JOB: Copy out only the lines running from the one that contains "For every instance of the fish pectoral" through the end of the listing. Pictures stay out.
------------------------------------------------
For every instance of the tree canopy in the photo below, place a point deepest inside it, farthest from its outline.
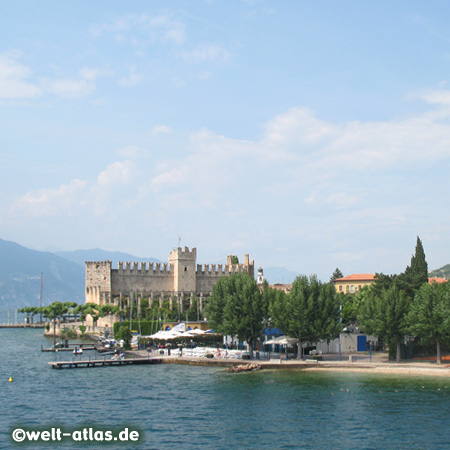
(310, 312)
(236, 307)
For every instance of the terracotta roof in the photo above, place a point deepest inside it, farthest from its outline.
(357, 277)
(436, 280)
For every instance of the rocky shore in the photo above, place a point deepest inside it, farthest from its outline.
(378, 365)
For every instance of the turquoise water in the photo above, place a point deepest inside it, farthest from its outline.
(189, 407)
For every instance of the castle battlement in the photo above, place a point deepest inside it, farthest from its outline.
(151, 269)
(180, 254)
(180, 277)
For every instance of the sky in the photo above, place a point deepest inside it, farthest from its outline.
(309, 135)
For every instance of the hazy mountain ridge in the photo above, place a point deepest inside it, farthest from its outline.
(20, 277)
(64, 273)
(443, 272)
(97, 254)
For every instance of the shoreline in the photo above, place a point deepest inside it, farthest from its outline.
(377, 368)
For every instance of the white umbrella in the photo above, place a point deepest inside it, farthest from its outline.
(282, 340)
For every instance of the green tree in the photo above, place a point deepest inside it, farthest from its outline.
(336, 274)
(67, 333)
(429, 316)
(125, 334)
(416, 274)
(385, 315)
(236, 308)
(310, 312)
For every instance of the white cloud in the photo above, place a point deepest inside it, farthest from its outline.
(132, 79)
(81, 86)
(51, 201)
(14, 79)
(161, 129)
(141, 29)
(207, 52)
(437, 96)
(117, 173)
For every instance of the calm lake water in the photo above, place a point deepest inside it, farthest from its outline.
(187, 407)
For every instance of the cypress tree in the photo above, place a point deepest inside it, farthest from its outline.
(416, 274)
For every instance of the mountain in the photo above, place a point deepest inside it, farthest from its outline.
(443, 272)
(81, 256)
(20, 277)
(275, 275)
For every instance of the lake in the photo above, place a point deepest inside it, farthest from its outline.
(191, 407)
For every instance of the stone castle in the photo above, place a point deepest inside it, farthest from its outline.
(178, 281)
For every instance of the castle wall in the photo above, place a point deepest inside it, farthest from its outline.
(178, 279)
(154, 277)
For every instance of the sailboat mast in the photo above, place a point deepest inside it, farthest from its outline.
(42, 296)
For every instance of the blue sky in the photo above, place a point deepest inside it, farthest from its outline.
(311, 135)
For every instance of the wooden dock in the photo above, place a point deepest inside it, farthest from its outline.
(70, 348)
(102, 362)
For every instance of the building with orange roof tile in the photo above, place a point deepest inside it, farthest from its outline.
(353, 283)
(436, 280)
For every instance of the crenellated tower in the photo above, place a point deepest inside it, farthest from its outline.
(183, 262)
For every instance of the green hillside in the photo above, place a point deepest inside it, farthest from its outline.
(20, 277)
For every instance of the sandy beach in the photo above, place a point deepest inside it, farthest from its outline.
(378, 364)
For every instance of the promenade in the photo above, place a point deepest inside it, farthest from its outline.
(378, 364)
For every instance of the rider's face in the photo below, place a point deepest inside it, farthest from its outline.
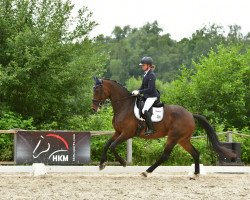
(145, 67)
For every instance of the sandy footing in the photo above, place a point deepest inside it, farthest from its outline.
(124, 186)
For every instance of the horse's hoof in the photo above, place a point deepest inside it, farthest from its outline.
(102, 166)
(194, 177)
(144, 174)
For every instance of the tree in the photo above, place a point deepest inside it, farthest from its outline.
(46, 59)
(217, 87)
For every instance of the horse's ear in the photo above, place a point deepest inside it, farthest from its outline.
(97, 81)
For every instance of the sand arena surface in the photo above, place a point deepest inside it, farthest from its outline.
(124, 186)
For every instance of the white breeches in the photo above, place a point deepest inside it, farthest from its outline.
(148, 103)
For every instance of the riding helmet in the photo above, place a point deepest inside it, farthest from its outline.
(146, 60)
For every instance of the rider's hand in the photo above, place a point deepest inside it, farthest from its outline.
(135, 92)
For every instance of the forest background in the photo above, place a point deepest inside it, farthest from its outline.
(48, 60)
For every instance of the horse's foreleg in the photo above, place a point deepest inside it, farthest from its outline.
(113, 146)
(163, 158)
(104, 153)
(194, 153)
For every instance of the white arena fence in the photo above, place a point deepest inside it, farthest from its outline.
(229, 136)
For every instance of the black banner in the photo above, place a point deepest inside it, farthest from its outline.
(52, 147)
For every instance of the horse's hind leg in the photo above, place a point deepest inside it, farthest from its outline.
(104, 153)
(163, 158)
(194, 153)
(113, 146)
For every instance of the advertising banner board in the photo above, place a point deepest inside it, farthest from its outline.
(52, 147)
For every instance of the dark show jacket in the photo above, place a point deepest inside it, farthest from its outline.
(148, 85)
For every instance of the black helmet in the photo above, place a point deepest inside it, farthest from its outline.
(146, 60)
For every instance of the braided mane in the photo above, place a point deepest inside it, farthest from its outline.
(123, 87)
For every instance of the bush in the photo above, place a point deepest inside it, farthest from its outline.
(10, 120)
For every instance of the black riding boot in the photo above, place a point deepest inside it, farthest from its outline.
(149, 123)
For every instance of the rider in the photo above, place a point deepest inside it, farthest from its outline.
(148, 90)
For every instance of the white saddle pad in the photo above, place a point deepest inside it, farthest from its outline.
(156, 117)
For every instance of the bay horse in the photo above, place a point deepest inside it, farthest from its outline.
(177, 123)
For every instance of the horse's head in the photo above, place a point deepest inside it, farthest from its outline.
(100, 94)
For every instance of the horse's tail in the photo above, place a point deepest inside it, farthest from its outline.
(221, 150)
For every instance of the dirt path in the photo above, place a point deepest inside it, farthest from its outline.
(124, 186)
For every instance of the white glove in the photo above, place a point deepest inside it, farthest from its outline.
(135, 92)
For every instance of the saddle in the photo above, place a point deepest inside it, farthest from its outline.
(156, 111)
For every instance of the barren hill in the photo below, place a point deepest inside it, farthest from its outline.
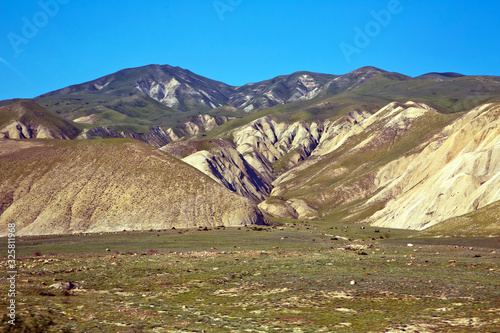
(110, 185)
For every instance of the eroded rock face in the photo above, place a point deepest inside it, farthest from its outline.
(29, 120)
(457, 172)
(223, 163)
(115, 185)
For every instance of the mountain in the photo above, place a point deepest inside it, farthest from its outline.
(56, 187)
(26, 119)
(405, 166)
(137, 101)
(370, 146)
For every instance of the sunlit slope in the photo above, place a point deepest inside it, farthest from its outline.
(110, 185)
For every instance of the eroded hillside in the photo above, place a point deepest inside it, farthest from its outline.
(110, 185)
(405, 166)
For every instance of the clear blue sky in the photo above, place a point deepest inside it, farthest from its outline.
(49, 44)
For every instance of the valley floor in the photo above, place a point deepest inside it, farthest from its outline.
(294, 277)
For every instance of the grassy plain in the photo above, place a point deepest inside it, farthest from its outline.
(290, 277)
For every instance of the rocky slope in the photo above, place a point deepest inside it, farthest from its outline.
(110, 185)
(405, 166)
(221, 161)
(457, 172)
(25, 119)
(157, 136)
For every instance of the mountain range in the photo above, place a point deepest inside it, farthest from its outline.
(369, 146)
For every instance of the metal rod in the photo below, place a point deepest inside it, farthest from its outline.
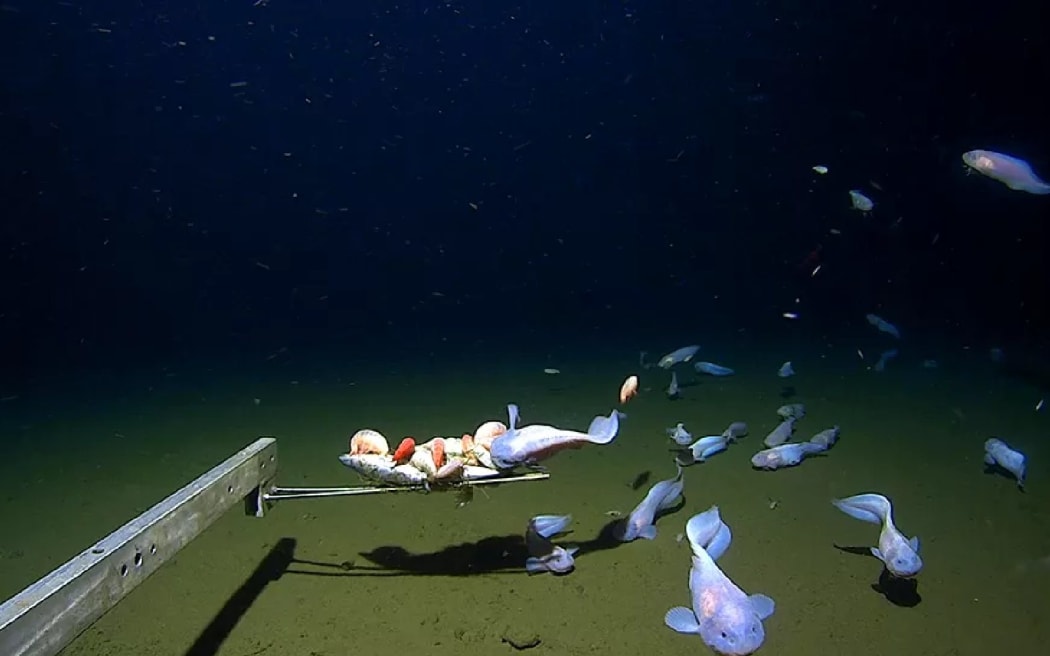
(281, 493)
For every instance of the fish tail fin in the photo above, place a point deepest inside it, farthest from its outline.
(550, 525)
(870, 508)
(604, 429)
(706, 531)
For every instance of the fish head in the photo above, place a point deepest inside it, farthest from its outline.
(561, 561)
(904, 563)
(731, 628)
(970, 157)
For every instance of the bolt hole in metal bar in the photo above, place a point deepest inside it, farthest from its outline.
(48, 614)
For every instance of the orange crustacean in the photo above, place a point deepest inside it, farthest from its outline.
(404, 450)
(467, 445)
(629, 388)
(438, 449)
(369, 441)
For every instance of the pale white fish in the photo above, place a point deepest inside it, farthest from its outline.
(860, 202)
(672, 389)
(1013, 172)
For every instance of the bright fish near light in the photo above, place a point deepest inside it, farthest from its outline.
(860, 202)
(1013, 172)
(527, 445)
(883, 325)
(679, 435)
(383, 468)
(999, 453)
(898, 553)
(702, 449)
(543, 554)
(679, 355)
(826, 438)
(728, 619)
(781, 434)
(784, 455)
(712, 369)
(660, 496)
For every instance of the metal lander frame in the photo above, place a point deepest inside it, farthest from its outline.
(50, 613)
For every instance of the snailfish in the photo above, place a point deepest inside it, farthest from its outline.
(1013, 172)
(544, 555)
(897, 552)
(727, 618)
(526, 445)
(999, 453)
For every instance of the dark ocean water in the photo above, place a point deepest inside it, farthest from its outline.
(301, 218)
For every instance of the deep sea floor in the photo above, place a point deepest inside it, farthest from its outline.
(413, 573)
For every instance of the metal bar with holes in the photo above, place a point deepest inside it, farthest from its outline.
(47, 615)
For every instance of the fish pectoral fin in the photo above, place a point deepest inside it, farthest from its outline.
(681, 619)
(763, 606)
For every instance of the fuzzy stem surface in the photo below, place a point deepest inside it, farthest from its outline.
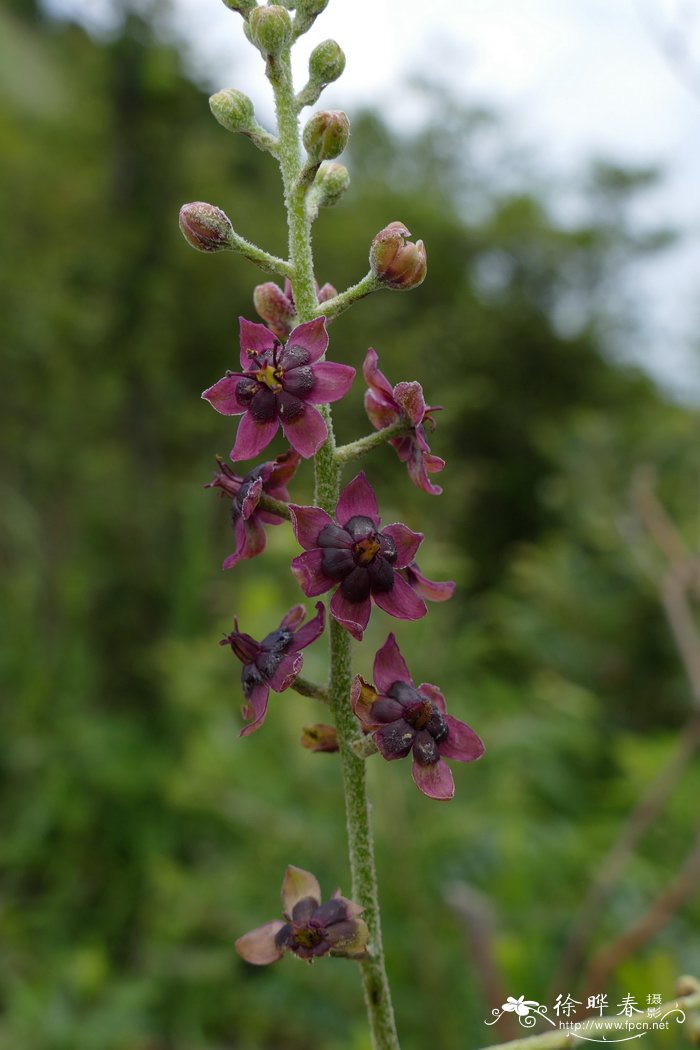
(364, 891)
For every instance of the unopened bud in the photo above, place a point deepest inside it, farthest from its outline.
(326, 62)
(242, 6)
(325, 135)
(270, 28)
(306, 13)
(319, 737)
(275, 308)
(331, 183)
(206, 227)
(232, 109)
(398, 263)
------------------------------------------------
SOLUTION TO THE EXERCISE:
For every instance of the fish pectoral fin in the photo above, place a point deepest inside it, farthest from its outline.
(681, 619)
(763, 606)
For every instance of the fuzzy stem surface in the photo below, place a point deepest inside it, farthest from its outline.
(364, 891)
For every instance of the unopened bud in the photo above, place a point deepest inside it, farthest from its outline.
(326, 62)
(242, 6)
(325, 135)
(270, 28)
(306, 13)
(319, 737)
(275, 308)
(331, 183)
(206, 227)
(232, 109)
(398, 263)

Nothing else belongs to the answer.